→ **Text passage**
----

Query dma-buf TPH metadata when registering a dma-buf MR for peer-to-
peer access and translate the returned steering tag into an mlx5 ST
index. Keep the DMAH path as the first priority and only fall back to
DMA-buf metadata when no DMAH is supplied.

Track per-MR ownership of the allocated ST index and release it on MR
setup failure, destroy, and FRMR-pool reuse. Release the ST index before
the MR is pushed back into the FRMR pool, and free mlx5_st_idx_data when
its refcount reaches zero so repeated allocation/deallocation does not
leak memory.

----

→ **Dataset records**
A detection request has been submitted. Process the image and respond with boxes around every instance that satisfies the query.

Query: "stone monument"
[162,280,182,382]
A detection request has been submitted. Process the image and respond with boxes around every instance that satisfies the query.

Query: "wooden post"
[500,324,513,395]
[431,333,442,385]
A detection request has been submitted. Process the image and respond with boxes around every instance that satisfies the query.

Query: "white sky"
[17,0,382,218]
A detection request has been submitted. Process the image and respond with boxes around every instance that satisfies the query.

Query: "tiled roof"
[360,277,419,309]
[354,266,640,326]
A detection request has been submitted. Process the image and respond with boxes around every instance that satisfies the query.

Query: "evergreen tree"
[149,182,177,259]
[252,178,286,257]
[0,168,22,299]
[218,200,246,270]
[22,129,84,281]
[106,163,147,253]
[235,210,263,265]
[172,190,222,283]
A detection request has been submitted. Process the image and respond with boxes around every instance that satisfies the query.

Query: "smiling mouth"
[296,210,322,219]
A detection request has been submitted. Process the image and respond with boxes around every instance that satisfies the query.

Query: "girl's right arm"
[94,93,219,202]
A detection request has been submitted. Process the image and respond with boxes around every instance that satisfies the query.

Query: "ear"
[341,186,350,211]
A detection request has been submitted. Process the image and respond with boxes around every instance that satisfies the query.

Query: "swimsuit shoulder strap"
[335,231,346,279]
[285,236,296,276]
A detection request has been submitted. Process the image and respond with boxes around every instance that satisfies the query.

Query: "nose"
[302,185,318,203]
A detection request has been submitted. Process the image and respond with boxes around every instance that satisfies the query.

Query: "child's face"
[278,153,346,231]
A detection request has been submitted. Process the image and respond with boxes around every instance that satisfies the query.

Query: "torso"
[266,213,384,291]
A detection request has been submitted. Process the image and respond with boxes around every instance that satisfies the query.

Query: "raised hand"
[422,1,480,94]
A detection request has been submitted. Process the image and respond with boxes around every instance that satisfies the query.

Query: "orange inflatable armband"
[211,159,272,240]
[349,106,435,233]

----

→ **Work to do**
**A)** According to the patch description, in which three situations is the allocated ST index released?
**B)** Write a continuation of the patch description on dma-buf MR registration, starting right after its final sentence.
The rows above are separate from the patch description and stand on their own.

→ **Written responses**
**A)** It is released on MR setup failure, on destroy, and on FRMR-pool reuse.

**B)**
Signed-off-by: Zhiping Zhang <[email protected]>
---
 drivers/infiniband/hw/mlx5/mlx5_ib.h          |  6 ++
 drivers/infiniband/hw/mlx5/mr.c               | 86 ++++++++++++++++++-
 .../net/ethernet/mellanox/mlx5/core/lib/st.c  | 28 ++++--
 include/linux/mlx5/driver.h                   |  7 ++
 4 files changed, 115 insertions(+), 12 deletions(-)

diff --git a/drivers/infiniband/hw/mlx5/mlx5_ib.h 
b/drivers/infiniband/hw/mlx5/mlx5_ib.h
index e156dc4d7529..4ab867392267 100644
--- a/drivers/infiniband/hw/mlx5/mlx5_ib.h
+++ b/drivers/infiniband/hw/mlx5/mlx5_ib.h
@@ -721,6 +721,12 @@ struct mlx5_ib_mr {
                        u8 revoked :1;
                        /* Indicates previous dmabuf page fault occurred */
                        u8 dmabuf_faulted:1;
+                       /* Set when the MR owns dmabuf_st_index and must
+                        * release it via mlx5_st_dealloc_index() once the
+                        * firmware mkey is no longer referencing it.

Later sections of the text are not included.